WHAT TO DO:
Return every one of the entries below word for word, without the pictures.

* start DATASET RECORDS *

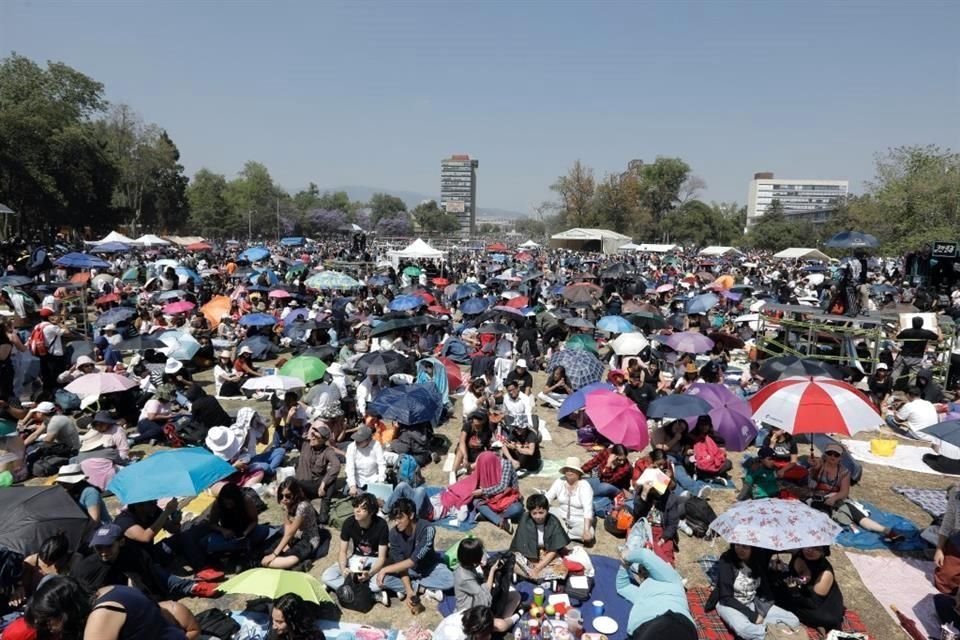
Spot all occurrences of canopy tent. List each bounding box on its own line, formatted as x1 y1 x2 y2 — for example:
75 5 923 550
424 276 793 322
387 238 443 267
698 247 740 258
550 227 631 253
773 247 830 262
85 231 137 245
134 233 170 247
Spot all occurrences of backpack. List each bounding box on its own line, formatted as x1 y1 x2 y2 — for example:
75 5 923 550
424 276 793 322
397 453 423 487
684 496 717 539
197 607 240 638
27 322 50 358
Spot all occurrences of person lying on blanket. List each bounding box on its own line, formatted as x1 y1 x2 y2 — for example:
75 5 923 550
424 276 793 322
617 548 697 640
807 442 904 542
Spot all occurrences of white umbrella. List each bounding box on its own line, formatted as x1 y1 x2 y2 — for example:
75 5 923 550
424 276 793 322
242 376 304 391
710 498 842 551
610 331 650 356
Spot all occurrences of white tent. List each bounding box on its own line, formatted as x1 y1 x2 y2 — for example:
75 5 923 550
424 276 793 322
387 238 443 266
87 231 137 245
699 247 740 258
773 247 830 262
134 233 170 247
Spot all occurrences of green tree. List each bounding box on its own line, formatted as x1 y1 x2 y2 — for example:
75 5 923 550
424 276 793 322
410 200 460 234
187 169 236 237
0 54 116 238
550 160 597 227
367 193 407 226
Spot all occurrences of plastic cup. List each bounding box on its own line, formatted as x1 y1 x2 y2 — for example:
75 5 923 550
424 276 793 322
588 596 603 618
533 587 544 607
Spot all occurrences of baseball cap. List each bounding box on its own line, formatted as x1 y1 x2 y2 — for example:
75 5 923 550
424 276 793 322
90 524 123 547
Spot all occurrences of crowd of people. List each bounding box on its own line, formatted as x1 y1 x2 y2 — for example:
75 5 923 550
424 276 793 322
0 236 960 640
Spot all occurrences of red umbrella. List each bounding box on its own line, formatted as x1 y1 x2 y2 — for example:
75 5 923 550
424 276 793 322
437 358 463 391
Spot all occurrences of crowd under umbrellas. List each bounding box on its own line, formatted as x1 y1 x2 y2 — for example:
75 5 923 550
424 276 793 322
0 234 955 640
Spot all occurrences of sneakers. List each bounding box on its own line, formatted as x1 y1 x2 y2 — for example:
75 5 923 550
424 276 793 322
423 589 443 602
190 582 220 598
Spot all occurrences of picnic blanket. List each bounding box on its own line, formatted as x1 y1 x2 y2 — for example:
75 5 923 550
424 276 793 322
846 551 940 638
890 485 947 518
837 502 927 551
687 587 867 640
439 555 630 640
841 440 960 476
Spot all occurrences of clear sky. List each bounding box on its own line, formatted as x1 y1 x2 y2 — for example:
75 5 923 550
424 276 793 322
0 0 960 212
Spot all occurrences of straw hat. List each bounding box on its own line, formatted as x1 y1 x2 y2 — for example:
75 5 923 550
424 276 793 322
560 456 584 475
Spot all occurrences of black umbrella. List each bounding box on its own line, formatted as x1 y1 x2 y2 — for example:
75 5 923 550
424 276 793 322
354 351 415 376
0 486 95 555
757 356 843 382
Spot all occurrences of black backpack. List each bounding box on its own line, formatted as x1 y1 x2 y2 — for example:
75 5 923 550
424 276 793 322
197 607 240 640
684 496 717 539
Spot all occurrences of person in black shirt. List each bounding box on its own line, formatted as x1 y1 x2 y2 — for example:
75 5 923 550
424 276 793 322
891 316 940 389
623 370 657 415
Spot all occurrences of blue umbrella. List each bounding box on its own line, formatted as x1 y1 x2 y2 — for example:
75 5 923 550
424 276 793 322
174 267 203 284
647 394 713 419
367 383 443 425
94 307 137 327
460 298 487 315
237 247 270 262
686 293 720 314
824 231 880 249
240 313 277 327
107 447 236 505
597 316 637 333
56 252 110 269
387 296 423 311
557 382 616 420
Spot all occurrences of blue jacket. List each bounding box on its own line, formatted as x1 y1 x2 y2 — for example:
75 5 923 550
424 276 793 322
617 548 693 634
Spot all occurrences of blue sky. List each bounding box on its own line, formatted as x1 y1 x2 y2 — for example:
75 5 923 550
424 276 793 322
0 0 960 212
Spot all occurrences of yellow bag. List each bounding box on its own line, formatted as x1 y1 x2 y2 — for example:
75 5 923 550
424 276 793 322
870 438 897 458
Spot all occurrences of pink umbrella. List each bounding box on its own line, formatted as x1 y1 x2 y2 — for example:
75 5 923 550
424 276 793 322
163 300 197 316
585 389 650 451
66 373 137 399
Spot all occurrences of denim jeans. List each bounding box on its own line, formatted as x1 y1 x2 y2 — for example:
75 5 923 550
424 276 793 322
370 562 453 593
477 500 523 527
717 604 800 640
206 524 270 555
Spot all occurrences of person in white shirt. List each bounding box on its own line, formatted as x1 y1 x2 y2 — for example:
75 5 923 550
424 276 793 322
347 425 387 497
546 456 595 543
887 386 940 434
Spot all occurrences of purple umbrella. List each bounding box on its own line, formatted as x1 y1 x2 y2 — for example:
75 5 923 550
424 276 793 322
687 382 757 451
655 331 713 353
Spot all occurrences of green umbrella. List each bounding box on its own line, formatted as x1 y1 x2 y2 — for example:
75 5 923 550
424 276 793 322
280 356 327 384
567 333 597 353
220 568 332 604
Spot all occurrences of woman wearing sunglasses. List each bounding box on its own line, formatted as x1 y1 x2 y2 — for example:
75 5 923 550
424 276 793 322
808 442 903 542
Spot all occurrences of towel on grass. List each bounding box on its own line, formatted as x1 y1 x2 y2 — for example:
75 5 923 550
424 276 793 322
846 551 940 638
890 486 947 518
687 587 867 640
837 502 927 551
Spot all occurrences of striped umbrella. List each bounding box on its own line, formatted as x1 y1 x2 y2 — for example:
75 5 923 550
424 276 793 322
749 376 883 435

* end DATASET RECORDS *

COMPLETE RESPONSE:
Spot all occurrences of canopy tent. List each bounding box on its own line, formatted as x1 y1 x2 y2 — for example:
75 5 923 550
424 276 793 322
387 238 443 267
698 247 740 258
550 227 631 253
773 247 830 262
85 231 137 245
134 233 170 247
Spot all occurrences of backpack. List each bounding box on its own line, formatted as x1 y1 x2 y2 — for example:
75 5 923 550
424 276 793 322
397 453 423 487
684 496 717 539
197 607 240 638
27 322 50 358
Spot all occurrences of person lying on blanket. List each bounding box on its own line, formatted as x1 y1 x2 y2 — for example:
75 5 923 550
424 276 793 322
617 548 697 640
807 442 904 542
Spot all occurrences of white umbrella. List each bounding box on its own line, formatted as x1 y1 x2 y2 — for example:
75 5 923 550
424 276 793 322
242 376 304 391
710 498 842 551
610 331 650 356
Spot all occurrences of white tent. List each bounding box on its own line, formatted as x1 y1 x2 y2 — for example:
75 5 923 550
424 276 793 322
387 238 443 266
87 231 137 245
699 247 740 258
773 247 830 262
134 233 170 247
Spot all occurrences of green tree. List each bounding box on its own line, formatted as x1 y1 x2 y2 — for example:
75 5 923 550
424 276 793 322
410 200 460 234
187 169 236 237
0 54 116 238
550 160 597 227
367 193 407 226
Spot all occurrences of plastic cup. List each bounding box on its own line, formatted as x1 y1 x2 y2 — for example:
75 5 923 550
424 276 793 322
588 596 603 618
533 587 544 607
Spot all occurrences of baseball cap. List each bounding box on its own line, formatted as x1 y1 x2 y2 — for example:
75 5 923 550
424 276 793 322
90 524 123 547
Spot all occurrences of crowd of people. List each bounding box on its own line, formatted as x1 y1 x2 y2 — for example:
75 5 923 550
424 276 793 322
0 236 960 640
Spot all occurrences of red umbrella. List each bounding box on its own line, formatted as x1 y1 x2 y2 — for example:
75 5 923 550
424 276 793 322
437 358 463 391
Spot all occurrences of crowd under umbrellas. List each bounding box on its own line, formatted as x1 y1 x2 y2 — for example:
75 5 923 550
424 276 793 322
0 234 955 640
Spot all occurrences of sneakers. List each bounding box on its own line, formatted as x1 y1 x2 y2 — for example:
75 5 923 550
424 276 793 322
423 589 443 602
190 582 220 598
Spot all occurrences of picnic blanket. List each bounding box on its own line, formatted as x1 y1 x2 y2 — for example:
75 5 923 550
424 276 793 322
846 551 940 638
890 485 947 518
837 502 927 551
687 587 867 640
439 555 630 640
841 440 960 476
Spot all occurrences of clear sky. List each bounding box on its own line, formatted as x1 y1 x2 y2 — for example:
75 5 923 550
424 276 793 322
0 0 960 212
Spot all occurrences of straw hat. List each bounding box on its own line, formatted as x1 y1 x2 y2 — for example:
75 5 923 550
424 276 793 322
560 456 584 475
Spot all occurrences of black umbrella. List each bounding box on its own line, formatted as x1 y1 x2 y2 — for example:
75 5 923 550
424 276 793 322
354 351 415 376
0 486 95 555
757 356 843 382
Spot all occurrences of black backpack. List each bounding box on its own line, formatted as x1 y1 x2 y2 — for example:
75 5 923 550
424 276 793 322
197 607 240 640
684 496 717 539
Spot all occurrences of person in black shirt. List each bounding box on its own line, formatted as x1 y1 x2 y2 — for example:
75 5 923 550
424 276 793 322
891 316 940 389
623 370 657 415
Spot all occurrences of blue umbrella. List each bounding box on its own line, formatted as x1 y1 x2 y2 — for example:
75 5 923 550
424 276 793 322
174 267 203 284
647 394 713 419
367 383 443 425
94 307 137 327
460 298 487 315
237 247 270 262
686 293 720 314
824 231 880 249
240 313 277 327
107 447 236 505
597 316 637 333
56 252 110 269
387 296 423 311
557 382 616 420
Spot all occurrences of blue jacket. List each bounding box on its own line, formatted as x1 y1 x2 y2 — for example:
75 5 923 550
424 276 793 322
617 548 693 634
Spot all occurrences of blue sky. List each bounding box on its own line, formatted as x1 y1 x2 y2 — for example:
75 5 923 550
424 276 793 322
0 0 960 212
Spot all occurrences of yellow bag. List each bounding box on its own line, formatted as x1 y1 x2 y2 — for example:
75 5 923 550
424 276 793 322
870 438 897 458
Spot all occurrences of pink umbrella. List each bounding box on its own line, formatted as x1 y1 x2 y2 — for example:
75 5 923 550
424 276 793 322
163 300 197 316
585 389 650 451
66 373 137 399
Spot all occurrences of denim jeans. List each bounding box on its own line, formatted as x1 y1 x2 y2 — for example:
75 5 923 550
424 276 793 322
370 562 453 593
477 500 523 527
717 604 800 640
206 524 270 555
Spot all occurrences of person in white shirt. List each bounding box on its own line, formatted as x1 y1 x2 y2 — for example:
75 5 923 550
424 276 793 322
347 425 387 497
546 456 595 543
887 386 940 434
Spot all occurrences of purple umbrella. List each bounding box on its own line, formatted as x1 y1 x2 y2 — for example:
75 5 923 550
424 276 793 322
687 382 757 451
655 331 713 353
Spot all occurrences of green umbrella. List each bounding box on its own line, formatted as x1 y1 x2 y2 — for example:
75 5 923 550
424 276 793 322
280 356 327 384
567 333 597 353
220 568 332 604
Spot all occurrences of woman wearing sunglasses. List each bounding box on its own line, formatted as x1 y1 x2 y2 — for example:
75 5 923 550
424 276 793 322
808 442 903 542
Spot all occurrences of towel on grass. List each bounding box on its own line, formatted as x1 y1 x2 y2 — for example:
75 5 923 550
424 276 793 322
846 551 940 638
890 486 947 518
687 587 867 640
837 502 927 551
Spot all occurrences of striped umbrella. List each bounding box on its own line, formatted as x1 y1 x2 y2 — for example:
75 5 923 550
424 276 793 322
749 376 883 435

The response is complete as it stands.